▶ _Zu prüfender Text_
Damit verbunden sind zahlreiche intime Einblicke in die Alltagswelt der Einheimischen. Aber auch unliebsame und nicht ungefährliche Konfrontationen sind Teil der Reise. Diese auf den ersten Blick unauflösbare Mischung aus Gegensätzen und Kontrasten setzen sich schließlich zu einem in sich zunächst ambivalenten, zunehmend aber schlüssigen Gesamtbild zusammen.
Pryce setzt dabei aufgrund der literarisch gut aufgearbeiteten Form (auch Dank der guten Übersetzung) und der umfangreichen Recherche um, was insbesondere vielen Reiseberichten aus der Motorradwelt häufig nicht gelingt. Es ist ein Reisebericht, der sich nahezu wie ein Roman lesen lässt und dennoch informativ bleibt.
Zu leichte Kost ist das Buch deshalb aber noch lange nicht. Denn es geht um mehr. Es wird nicht einfach eine abgesteckte Route abgeklappert und von der ein oder anderen Panne erzählt. Pryce will Grenzen ausloten und überwinden. Sowohl im eigentlichen wie auch übertragenen Sinn. Was wäre dazu besser geeignet, als ein Motorrad? Dabei gelingt ihr ein kleines Kunststück. Ihre eigene Faszination und Überraschungen erschließen sich dem Leser. Aus diesem Grund hat mir die Lektüre besonderen Spaß bereitet.*
Was mich irritiert
Eine Sache irritiert mich allerdings. Pryce profitiert von der Offenheit und Selbstlosigkeit zahlreicher Menschen. Hat aber keine Probleme damit, auch sehr sensible, da regimekritische Aussagen oder Handlungen, ihrer neu gewonnenen Freunde preiszugeben, die namentlich genannt werden. Ob hier mit Pseudonymen gearbeitet wurde, ist dem Text nicht zu entnehmen.
Das finde ich merkwürdig, da Pryce immer wieder auf Überwachung, Verfolgung und grausame Bestrafung durch das totalitäre Regime zu sprechen kommt. Da sie dem Iran aber auch in den Folgejahren treu bleibt, ist (hoffentlich) davon auszugehen, dass die Autorin einen Weg gefunden hat, die den zitierten Menschen keinen Schaden zufügt. Falls nicht, wäre das nicht nur inkonsequent, sondern fahrlässig
Wer trockene Wegbeschreibung, Streckenempfehlungen und ein auf das Motorrad fokussiertes Buch erwartet, wird enttäuscht werden. Wer aber Motorradfahren als Reiseform versteht, bei der es nicht nur um das Abklappern von Wegpunkten gehen sollte, wird voll und ganz auf seine Kosten kommen. Zudem bietet der Bericht aufgrund seiner soliden Recherchen einen leichten Zugang zu wichtigem Kontext- und Hintergrundwissen eines zweifellos spannenden Landes.

▶ _Aufgabe 1_
Beantworte zur Rezension:
(a) Wie lässt sich der Reisebericht nahezu lesen?
(b) Was will Pryce ausloten und überwinden?
(c) Wer wird von dem Buch enttäuscht werden?
▶ _Aufgabe 2_
Gib aus der Rezension den Abschnitt von „Damit verbunden sind“ bis einschließlich „schlüssigen Gesamtbild zusammen.“ wortgetreu wieder.

Zeigedaten zu Referenzausdrücken:
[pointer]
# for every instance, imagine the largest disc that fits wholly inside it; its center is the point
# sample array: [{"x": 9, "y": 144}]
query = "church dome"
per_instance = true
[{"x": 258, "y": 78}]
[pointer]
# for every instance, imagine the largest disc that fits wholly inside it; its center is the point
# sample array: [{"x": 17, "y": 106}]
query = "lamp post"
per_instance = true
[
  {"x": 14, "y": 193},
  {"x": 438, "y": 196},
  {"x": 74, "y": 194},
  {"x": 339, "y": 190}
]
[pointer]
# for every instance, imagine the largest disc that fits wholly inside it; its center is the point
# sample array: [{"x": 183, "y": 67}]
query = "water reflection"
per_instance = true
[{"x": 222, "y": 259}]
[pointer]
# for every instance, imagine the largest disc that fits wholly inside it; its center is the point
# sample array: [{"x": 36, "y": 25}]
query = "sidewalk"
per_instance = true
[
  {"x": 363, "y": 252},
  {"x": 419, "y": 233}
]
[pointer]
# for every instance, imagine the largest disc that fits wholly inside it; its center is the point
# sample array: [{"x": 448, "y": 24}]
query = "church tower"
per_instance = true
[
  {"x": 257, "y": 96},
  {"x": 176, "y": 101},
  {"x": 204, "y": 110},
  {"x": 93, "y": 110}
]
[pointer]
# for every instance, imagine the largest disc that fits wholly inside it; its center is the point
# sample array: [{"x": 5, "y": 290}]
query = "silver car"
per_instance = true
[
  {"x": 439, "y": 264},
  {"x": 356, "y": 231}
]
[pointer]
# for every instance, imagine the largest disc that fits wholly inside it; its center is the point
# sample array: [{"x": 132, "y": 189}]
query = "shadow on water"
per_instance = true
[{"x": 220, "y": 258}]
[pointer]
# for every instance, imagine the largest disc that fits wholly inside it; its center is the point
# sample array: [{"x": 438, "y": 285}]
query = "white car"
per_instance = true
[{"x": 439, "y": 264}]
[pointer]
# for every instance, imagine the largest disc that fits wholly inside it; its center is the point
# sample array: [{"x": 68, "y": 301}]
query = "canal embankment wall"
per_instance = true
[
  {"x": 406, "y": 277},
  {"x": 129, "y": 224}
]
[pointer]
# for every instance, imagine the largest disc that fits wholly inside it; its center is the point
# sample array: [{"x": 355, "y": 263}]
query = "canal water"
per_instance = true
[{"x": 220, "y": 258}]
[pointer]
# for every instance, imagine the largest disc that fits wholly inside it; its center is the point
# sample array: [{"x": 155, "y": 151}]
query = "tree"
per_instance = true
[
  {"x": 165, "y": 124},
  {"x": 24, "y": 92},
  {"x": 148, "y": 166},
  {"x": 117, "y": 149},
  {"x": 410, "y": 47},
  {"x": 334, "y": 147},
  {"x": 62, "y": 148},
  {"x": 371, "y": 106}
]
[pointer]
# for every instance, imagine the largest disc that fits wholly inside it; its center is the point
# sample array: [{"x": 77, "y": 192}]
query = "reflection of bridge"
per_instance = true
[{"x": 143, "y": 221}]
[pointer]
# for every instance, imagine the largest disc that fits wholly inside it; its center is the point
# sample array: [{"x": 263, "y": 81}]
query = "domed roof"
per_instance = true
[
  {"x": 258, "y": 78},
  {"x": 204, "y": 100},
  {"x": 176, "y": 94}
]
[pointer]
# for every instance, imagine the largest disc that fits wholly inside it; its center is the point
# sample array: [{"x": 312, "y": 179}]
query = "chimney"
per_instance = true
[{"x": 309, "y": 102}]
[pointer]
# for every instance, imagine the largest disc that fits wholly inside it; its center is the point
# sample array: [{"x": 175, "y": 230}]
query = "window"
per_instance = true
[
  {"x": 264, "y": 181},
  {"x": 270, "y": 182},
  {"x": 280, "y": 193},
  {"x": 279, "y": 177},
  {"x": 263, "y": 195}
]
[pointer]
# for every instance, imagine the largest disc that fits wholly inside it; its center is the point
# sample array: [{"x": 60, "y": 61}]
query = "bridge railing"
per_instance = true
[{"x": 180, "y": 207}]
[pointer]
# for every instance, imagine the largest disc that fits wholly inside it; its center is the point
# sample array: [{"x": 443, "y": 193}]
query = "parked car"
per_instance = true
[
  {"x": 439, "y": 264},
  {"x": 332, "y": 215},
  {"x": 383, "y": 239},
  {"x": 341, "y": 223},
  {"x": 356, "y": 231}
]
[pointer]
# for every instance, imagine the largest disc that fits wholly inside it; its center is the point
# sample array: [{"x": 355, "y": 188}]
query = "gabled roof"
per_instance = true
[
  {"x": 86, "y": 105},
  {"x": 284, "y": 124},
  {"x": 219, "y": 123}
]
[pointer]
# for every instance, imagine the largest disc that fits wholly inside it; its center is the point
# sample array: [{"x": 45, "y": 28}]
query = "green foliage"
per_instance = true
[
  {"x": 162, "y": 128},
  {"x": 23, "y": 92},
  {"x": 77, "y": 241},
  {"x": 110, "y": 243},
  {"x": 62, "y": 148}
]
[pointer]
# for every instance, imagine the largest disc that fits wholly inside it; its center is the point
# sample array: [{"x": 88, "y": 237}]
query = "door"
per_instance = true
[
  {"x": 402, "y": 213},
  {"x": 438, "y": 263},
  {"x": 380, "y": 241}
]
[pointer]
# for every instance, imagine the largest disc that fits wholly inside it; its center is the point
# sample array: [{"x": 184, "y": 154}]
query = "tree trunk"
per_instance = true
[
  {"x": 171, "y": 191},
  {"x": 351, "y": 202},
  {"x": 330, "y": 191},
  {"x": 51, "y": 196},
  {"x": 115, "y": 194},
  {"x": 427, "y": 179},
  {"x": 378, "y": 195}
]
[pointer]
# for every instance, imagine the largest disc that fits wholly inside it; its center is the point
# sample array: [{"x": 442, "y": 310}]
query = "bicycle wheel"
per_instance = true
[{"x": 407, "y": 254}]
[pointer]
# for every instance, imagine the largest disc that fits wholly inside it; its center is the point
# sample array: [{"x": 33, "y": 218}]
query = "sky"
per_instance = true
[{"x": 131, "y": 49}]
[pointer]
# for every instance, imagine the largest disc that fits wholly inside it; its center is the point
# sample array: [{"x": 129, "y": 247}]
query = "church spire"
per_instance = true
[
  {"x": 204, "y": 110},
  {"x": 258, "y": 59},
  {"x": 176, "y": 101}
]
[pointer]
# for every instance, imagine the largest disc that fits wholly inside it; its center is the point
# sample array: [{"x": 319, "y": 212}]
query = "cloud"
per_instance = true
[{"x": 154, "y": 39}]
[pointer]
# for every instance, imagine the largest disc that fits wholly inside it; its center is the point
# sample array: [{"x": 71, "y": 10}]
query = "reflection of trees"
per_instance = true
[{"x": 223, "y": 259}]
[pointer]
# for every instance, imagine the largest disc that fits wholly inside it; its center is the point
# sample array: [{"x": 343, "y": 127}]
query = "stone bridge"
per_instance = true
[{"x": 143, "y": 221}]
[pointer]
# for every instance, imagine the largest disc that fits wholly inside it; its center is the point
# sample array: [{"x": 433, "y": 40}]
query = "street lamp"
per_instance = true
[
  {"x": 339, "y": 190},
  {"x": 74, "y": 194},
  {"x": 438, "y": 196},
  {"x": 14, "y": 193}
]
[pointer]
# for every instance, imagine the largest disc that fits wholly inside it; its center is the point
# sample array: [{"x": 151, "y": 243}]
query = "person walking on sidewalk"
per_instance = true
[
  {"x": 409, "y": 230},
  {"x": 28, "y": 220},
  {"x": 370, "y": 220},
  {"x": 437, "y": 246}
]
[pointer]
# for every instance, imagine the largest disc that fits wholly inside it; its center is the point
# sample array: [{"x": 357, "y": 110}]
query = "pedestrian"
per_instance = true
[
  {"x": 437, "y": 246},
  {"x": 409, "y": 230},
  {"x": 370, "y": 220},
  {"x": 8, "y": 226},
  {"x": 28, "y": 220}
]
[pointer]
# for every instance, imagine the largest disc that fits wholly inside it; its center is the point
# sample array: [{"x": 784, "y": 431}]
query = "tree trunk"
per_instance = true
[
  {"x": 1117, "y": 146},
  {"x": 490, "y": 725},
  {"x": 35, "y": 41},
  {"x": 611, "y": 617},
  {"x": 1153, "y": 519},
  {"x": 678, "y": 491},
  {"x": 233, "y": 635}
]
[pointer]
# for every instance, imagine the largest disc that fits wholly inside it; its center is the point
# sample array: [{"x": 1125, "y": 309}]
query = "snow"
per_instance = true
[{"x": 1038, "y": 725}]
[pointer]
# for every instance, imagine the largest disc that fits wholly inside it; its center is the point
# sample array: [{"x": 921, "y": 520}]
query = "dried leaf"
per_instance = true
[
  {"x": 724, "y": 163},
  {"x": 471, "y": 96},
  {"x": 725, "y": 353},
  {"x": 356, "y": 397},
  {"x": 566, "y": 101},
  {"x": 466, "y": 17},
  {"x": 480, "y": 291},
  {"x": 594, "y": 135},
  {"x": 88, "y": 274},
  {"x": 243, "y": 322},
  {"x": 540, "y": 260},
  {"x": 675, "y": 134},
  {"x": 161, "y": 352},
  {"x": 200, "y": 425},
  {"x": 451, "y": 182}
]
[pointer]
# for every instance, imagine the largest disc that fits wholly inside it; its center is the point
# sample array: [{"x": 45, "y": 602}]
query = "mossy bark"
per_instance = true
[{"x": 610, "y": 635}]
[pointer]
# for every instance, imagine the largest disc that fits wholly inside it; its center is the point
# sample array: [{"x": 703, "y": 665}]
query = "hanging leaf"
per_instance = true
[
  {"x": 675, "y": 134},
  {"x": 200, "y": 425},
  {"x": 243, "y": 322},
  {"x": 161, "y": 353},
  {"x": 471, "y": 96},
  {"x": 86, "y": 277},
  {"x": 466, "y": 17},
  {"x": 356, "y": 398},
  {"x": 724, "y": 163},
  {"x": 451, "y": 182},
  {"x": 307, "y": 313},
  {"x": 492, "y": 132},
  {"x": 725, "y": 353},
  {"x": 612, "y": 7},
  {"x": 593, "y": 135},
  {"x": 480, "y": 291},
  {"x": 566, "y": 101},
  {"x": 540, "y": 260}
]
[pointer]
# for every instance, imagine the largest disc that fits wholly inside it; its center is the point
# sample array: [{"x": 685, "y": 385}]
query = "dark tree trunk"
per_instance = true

▶ _Antwort 1_
(a) Wie ein Roman.
(b) Grenzen.
(c) Wer trockene Wegbeschreibung, Streckenempfehlungen und ein auf das Motorrad fokussiertes Buch erwartet.

▶ _Antwort 2_
Damit verbunden sind zahlreiche intime Einblicke in die Alltagswelt der Einheimischen. Aber auch unliebsame und nicht ungefährliche Konfrontationen sind Teil der Reise. Diese auf den ersten Blick unauflösbare Mischung aus Gegensätzen und Kontrasten setzen sich schließlich zu einem in sich zunächst ambivalenten, zunehmend aber schlüssigen Gesamtbild zusammen.